▶ Exercise
Reproduce the listing below word for word, omitting the pictures.

▶ Dataset entries
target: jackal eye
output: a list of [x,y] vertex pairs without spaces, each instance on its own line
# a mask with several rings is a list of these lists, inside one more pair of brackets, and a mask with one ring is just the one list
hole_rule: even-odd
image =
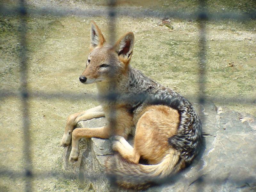
[[107,64],[102,64],[100,66],[100,67],[107,67],[109,66]]

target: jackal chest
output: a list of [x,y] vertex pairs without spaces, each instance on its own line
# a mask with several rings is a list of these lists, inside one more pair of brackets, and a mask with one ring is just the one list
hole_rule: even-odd
[[118,106],[103,106],[105,116],[110,124],[114,134],[127,138],[133,132],[133,115],[125,108]]

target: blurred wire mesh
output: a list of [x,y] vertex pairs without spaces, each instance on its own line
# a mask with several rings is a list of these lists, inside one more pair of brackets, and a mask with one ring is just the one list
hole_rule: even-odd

▶ Response to the task
target: jackal eye
output: a list of [x,y] vertex pairs without spaces, each instance on its own line
# a mask with several rings is a list of these lists, inside one more pair of brackets, and a mask with one ring is just the one list
hole_rule: even-odd
image =
[[107,64],[102,64],[100,66],[100,67],[107,67],[109,66]]

target: jackal chest
output: a list of [x,y] vertex pairs without spaces, each instance on its own line
# a mask with several rings is a list of these lists, inside one more pair of brackets, and a mask with one ring is just the one list
hole_rule: even-odd
[[118,106],[103,106],[105,116],[110,124],[114,134],[127,138],[133,132],[133,115],[125,108]]

target: blurred wire mesh
output: a list of [x,y] vertex pairs without spaces, each instance on its own line
# a mask with several rings is a list of these lists, inside one more pair of brackets, and a mask with one ring is just the one list
hole_rule: even-odd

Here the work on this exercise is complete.